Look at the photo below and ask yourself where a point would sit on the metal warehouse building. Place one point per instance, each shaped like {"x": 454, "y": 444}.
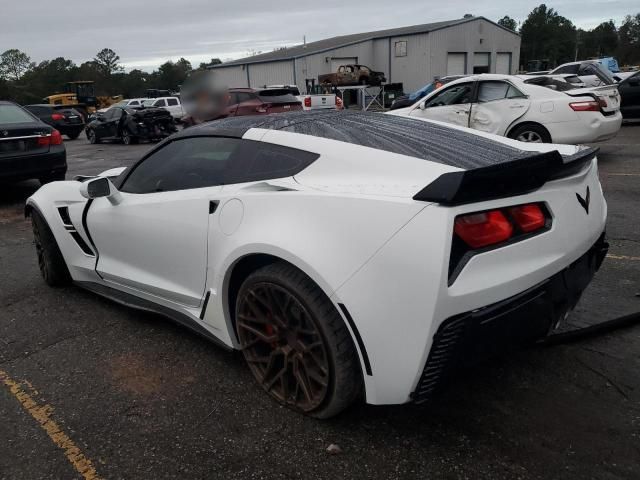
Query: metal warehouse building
{"x": 411, "y": 55}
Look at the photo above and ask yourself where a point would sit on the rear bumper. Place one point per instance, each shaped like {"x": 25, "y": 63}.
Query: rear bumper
{"x": 34, "y": 166}
{"x": 518, "y": 320}
{"x": 590, "y": 127}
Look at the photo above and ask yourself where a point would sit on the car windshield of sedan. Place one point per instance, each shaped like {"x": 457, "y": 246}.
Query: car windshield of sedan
{"x": 422, "y": 92}
{"x": 13, "y": 114}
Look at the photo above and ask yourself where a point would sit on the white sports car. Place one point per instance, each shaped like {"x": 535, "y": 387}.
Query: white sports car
{"x": 507, "y": 105}
{"x": 343, "y": 253}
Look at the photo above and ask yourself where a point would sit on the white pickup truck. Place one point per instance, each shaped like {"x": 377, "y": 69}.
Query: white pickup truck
{"x": 313, "y": 101}
{"x": 172, "y": 104}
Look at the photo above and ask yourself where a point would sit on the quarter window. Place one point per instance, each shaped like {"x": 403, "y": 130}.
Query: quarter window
{"x": 490, "y": 91}
{"x": 455, "y": 95}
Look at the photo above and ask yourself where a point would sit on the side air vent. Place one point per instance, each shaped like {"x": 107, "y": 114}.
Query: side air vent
{"x": 81, "y": 243}
{"x": 64, "y": 215}
{"x": 68, "y": 224}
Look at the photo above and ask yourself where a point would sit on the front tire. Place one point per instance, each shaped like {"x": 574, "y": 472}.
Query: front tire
{"x": 530, "y": 133}
{"x": 50, "y": 260}
{"x": 296, "y": 343}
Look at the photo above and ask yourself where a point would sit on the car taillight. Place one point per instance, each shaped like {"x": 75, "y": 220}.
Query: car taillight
{"x": 54, "y": 139}
{"x": 528, "y": 217}
{"x": 482, "y": 229}
{"x": 590, "y": 106}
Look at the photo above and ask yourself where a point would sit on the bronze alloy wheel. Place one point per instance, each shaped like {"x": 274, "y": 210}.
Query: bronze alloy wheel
{"x": 283, "y": 346}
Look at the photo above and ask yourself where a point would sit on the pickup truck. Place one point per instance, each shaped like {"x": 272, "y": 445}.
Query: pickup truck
{"x": 352, "y": 75}
{"x": 322, "y": 101}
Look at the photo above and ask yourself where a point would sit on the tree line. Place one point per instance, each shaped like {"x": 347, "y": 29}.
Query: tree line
{"x": 547, "y": 35}
{"x": 24, "y": 81}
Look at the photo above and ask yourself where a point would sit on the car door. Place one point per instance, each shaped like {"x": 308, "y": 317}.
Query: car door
{"x": 451, "y": 105}
{"x": 155, "y": 240}
{"x": 498, "y": 104}
{"x": 630, "y": 97}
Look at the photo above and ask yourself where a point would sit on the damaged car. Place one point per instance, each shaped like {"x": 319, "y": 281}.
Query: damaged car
{"x": 130, "y": 125}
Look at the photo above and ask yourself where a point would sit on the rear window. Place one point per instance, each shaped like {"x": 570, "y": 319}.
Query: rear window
{"x": 277, "y": 95}
{"x": 13, "y": 114}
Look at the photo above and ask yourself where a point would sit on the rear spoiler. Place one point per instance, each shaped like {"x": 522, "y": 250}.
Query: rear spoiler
{"x": 508, "y": 179}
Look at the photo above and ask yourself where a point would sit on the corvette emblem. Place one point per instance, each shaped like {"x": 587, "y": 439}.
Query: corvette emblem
{"x": 584, "y": 202}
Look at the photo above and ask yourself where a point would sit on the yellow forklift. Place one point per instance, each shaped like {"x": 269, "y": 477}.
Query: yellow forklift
{"x": 81, "y": 96}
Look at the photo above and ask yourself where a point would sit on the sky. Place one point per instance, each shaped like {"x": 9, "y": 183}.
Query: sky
{"x": 147, "y": 33}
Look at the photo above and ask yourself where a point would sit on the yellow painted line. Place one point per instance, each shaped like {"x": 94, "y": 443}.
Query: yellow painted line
{"x": 622, "y": 257}
{"x": 42, "y": 414}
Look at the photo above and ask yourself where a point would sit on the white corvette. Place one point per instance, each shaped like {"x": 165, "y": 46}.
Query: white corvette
{"x": 343, "y": 253}
{"x": 510, "y": 106}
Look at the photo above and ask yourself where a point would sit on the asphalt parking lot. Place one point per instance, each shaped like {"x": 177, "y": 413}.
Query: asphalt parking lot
{"x": 90, "y": 386}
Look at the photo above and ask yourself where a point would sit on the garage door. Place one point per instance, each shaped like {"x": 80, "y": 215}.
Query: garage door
{"x": 456, "y": 63}
{"x": 336, "y": 62}
{"x": 503, "y": 63}
{"x": 480, "y": 63}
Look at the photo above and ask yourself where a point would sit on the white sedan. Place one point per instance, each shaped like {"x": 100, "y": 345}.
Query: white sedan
{"x": 347, "y": 255}
{"x": 507, "y": 105}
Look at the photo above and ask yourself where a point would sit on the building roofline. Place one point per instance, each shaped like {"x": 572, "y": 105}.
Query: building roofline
{"x": 374, "y": 36}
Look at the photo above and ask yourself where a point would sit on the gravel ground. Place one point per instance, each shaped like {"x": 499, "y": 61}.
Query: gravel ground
{"x": 140, "y": 397}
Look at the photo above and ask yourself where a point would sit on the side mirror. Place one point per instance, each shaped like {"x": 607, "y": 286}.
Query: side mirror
{"x": 101, "y": 187}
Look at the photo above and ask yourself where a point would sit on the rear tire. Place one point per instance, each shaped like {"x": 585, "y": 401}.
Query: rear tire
{"x": 530, "y": 133}
{"x": 50, "y": 260}
{"x": 296, "y": 343}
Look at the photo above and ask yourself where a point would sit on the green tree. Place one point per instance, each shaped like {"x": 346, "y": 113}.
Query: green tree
{"x": 170, "y": 75}
{"x": 14, "y": 64}
{"x": 601, "y": 41}
{"x": 547, "y": 35}
{"x": 508, "y": 22}
{"x": 107, "y": 62}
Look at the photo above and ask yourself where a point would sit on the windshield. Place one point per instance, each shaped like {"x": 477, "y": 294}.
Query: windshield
{"x": 13, "y": 114}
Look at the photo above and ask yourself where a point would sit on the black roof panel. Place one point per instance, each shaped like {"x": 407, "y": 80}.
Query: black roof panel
{"x": 402, "y": 135}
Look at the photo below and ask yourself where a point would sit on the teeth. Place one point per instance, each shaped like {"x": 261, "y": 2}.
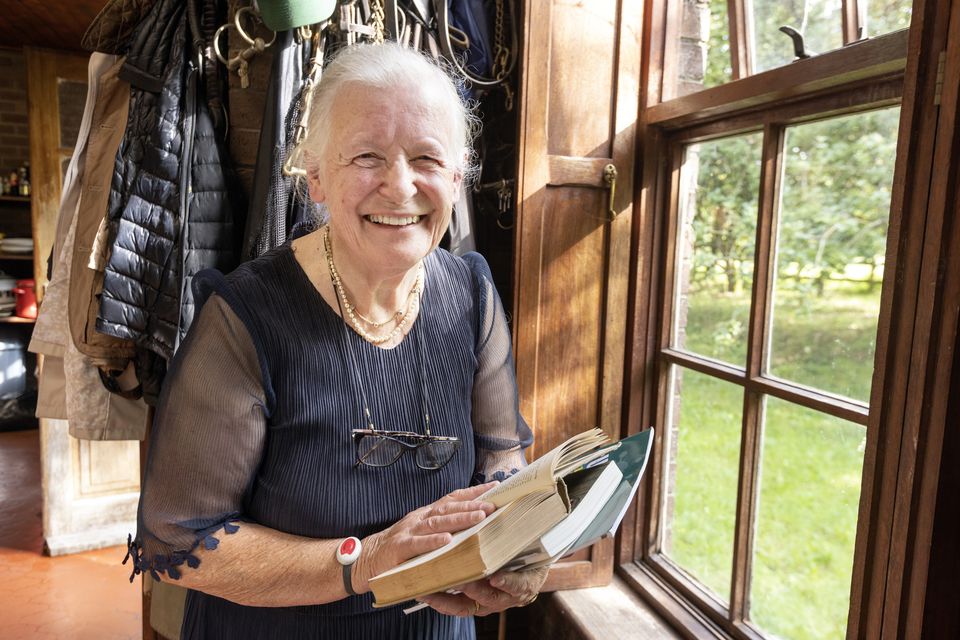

**Exercise prompt**
The copy must reproduce the listing above verbatim and contain no pictures.

**Exercise solution**
Look at the photo below and ask yourself where a point would sit on the metal warehouse building. Place one point per instance, each shaped like {"x": 454, "y": 444}.
Query: metal warehouse building
{"x": 411, "y": 55}
Look at the photo above and ask yourself where a point would sit on the rear bumper. Place one point per instance, each shaped like {"x": 25, "y": 63}.
Query: rear bumper
{"x": 34, "y": 166}
{"x": 518, "y": 320}
{"x": 590, "y": 127}
Look at the photo above and ask yourself where a point would sit on the car windshield of sedan. Place one point per instance, each shaped like {"x": 457, "y": 246}.
Query: car windshield of sedan
{"x": 422, "y": 92}
{"x": 13, "y": 114}
Look at the photo above and ask yourself where a point would sit on the white sports car. Place one point per instance, each shaped like {"x": 535, "y": 387}.
Query: white sports car
{"x": 507, "y": 105}
{"x": 343, "y": 253}
Look at the photo above and ask yourself where a point would sit on the white pickup truck. Place one point per instance, each shaped like {"x": 377, "y": 69}.
Query: white pickup truck
{"x": 313, "y": 101}
{"x": 172, "y": 104}
Look at the photo above and ask yourself where a point would sit on the quarter window. Place one point per instance, each shaped like {"x": 403, "y": 130}.
Query: quarter window
{"x": 490, "y": 91}
{"x": 455, "y": 95}
Look at the photo above and ask yourself where a point would sit on the side air vent. Place one point per instance, each shaped like {"x": 107, "y": 114}.
Query: side air vent
{"x": 81, "y": 243}
{"x": 64, "y": 215}
{"x": 68, "y": 224}
Look at the photo above and ask yourself where a point would sit on the front tire. Place one point per instance, each shaped like {"x": 574, "y": 472}.
Query: front tire
{"x": 530, "y": 133}
{"x": 50, "y": 260}
{"x": 296, "y": 343}
Look at the photo above and ask yourself where a point would sit on the car taillight. Place one point per instance, each shaped like {"x": 75, "y": 220}.
Query: car taillight
{"x": 54, "y": 139}
{"x": 528, "y": 217}
{"x": 482, "y": 229}
{"x": 590, "y": 106}
Look at the photo above and ask yourself where a point would sit on the bronze alloy wheel. Place one point per instance, each shaped like {"x": 274, "y": 210}.
Query: bronze alloy wheel
{"x": 283, "y": 346}
Look at the photo above and ask yourself where a point would sit on the pickup truck. Place one point per instance, each shaped like {"x": 272, "y": 445}.
Query: pickup truck
{"x": 352, "y": 75}
{"x": 322, "y": 101}
Look at the photo above and ask yourself where a point would sit on the tree line. Place one point per instance, each shaped like {"x": 347, "y": 29}.
Query: tree line
{"x": 547, "y": 35}
{"x": 24, "y": 81}
Look at the photo above and ask yourself where a point would sit on the car door. Place one point per instance, each shaped like {"x": 308, "y": 317}.
Query: car door
{"x": 451, "y": 105}
{"x": 155, "y": 240}
{"x": 498, "y": 104}
{"x": 630, "y": 97}
Look at the photo above and ask yourself where a point would sit on the damaged car. Place one point per instance, each shaped like {"x": 319, "y": 281}.
Query: damaged car
{"x": 130, "y": 125}
Look at the photo above and ask yourself where a point would sit on the rear window. Place one point per instance, each shaped like {"x": 570, "y": 319}.
Query: rear window
{"x": 277, "y": 95}
{"x": 13, "y": 114}
Look at the photo above and ask yourself where a point would sit on the rear spoiler. Place one point per instance, each shaped like {"x": 522, "y": 250}.
Query: rear spoiler
{"x": 508, "y": 179}
Look at the photo above and ask yourself where a point would sit on the corvette emblem. Place one point per instance, each shaped like {"x": 587, "y": 439}.
Query: corvette emblem
{"x": 584, "y": 202}
Look at the photo above and ask yourself where a point would sit on the yellow forklift. Place one point per instance, each shaped like {"x": 269, "y": 477}.
Query: yellow forklift
{"x": 81, "y": 96}
Look at the photo above and ask yourself where a point would sit on the sky. Place one point per instance, each shaped like {"x": 9, "y": 183}.
Query: sky
{"x": 147, "y": 33}
Look at the photo above and ask yourself where a point would sit on the yellow painted line. Place one point per instance, each shaped like {"x": 94, "y": 443}.
Query: yellow painted line
{"x": 622, "y": 257}
{"x": 42, "y": 414}
Look at the photo above and ask yourself where a point would sit on the white corvette. Place one point per instance, each shaped like {"x": 165, "y": 46}.
Query: white corvette
{"x": 343, "y": 253}
{"x": 510, "y": 106}
Look at the photo above and ask yourself where a point would sit on the asphalt parking lot. Place one point per instance, each shaped like {"x": 177, "y": 413}.
Query: asphalt parking lot
{"x": 90, "y": 386}
Look at the photo above and ask yourself where a point would sit on the garage door. Place one point per instance, each shaped like {"x": 80, "y": 215}.
Query: garage door
{"x": 456, "y": 63}
{"x": 336, "y": 62}
{"x": 503, "y": 63}
{"x": 480, "y": 63}
Look at the photo above and ask yourself where a point would sit on the white sedan. Place one point per instance, each shaped like {"x": 100, "y": 345}.
Query: white sedan
{"x": 347, "y": 255}
{"x": 507, "y": 105}
Look at the photo above and ask yourself where a point would sit on the building roofline. Place one point per instance, each shaped like {"x": 572, "y": 105}.
Query: building roofline
{"x": 374, "y": 36}
Look at the photo above and ask yourself where a point would sit on the gravel ground. Place one point per instance, each shaped like {"x": 499, "y": 61}.
Query: gravel ground
{"x": 140, "y": 397}
Look at the photo above and ask yourself where a point would sit on the side mirror. Place one point per instance, each shaped like {"x": 607, "y": 286}.
Query: side mirror
{"x": 101, "y": 187}
Look at the photo above and ask yourself where a point would sit on the rear tire. Place one point per instance, each shaped like {"x": 585, "y": 401}.
Query: rear tire
{"x": 530, "y": 133}
{"x": 50, "y": 260}
{"x": 296, "y": 343}
Look at the photo above and ask yourself where a point would sit on the green tree. Place one point per instance, each shaped like {"x": 346, "y": 113}.
Query: green tree
{"x": 170, "y": 75}
{"x": 14, "y": 64}
{"x": 601, "y": 41}
{"x": 547, "y": 35}
{"x": 508, "y": 22}
{"x": 107, "y": 62}
Look at the photo above and ask yourself where a point would sit on the windshield. Place one point per instance, each shaped like {"x": 477, "y": 294}.
Query: windshield
{"x": 13, "y": 114}
Look at the photo above and ask yourself where a point would sit on the black roof panel. Place one point per instance, each shaped like {"x": 407, "y": 80}.
Query: black roof panel
{"x": 402, "y": 135}
Look at the photo below and ask yourself where a point would sit on the teeth. Place one point per instance, each shaped like {"x": 261, "y": 2}.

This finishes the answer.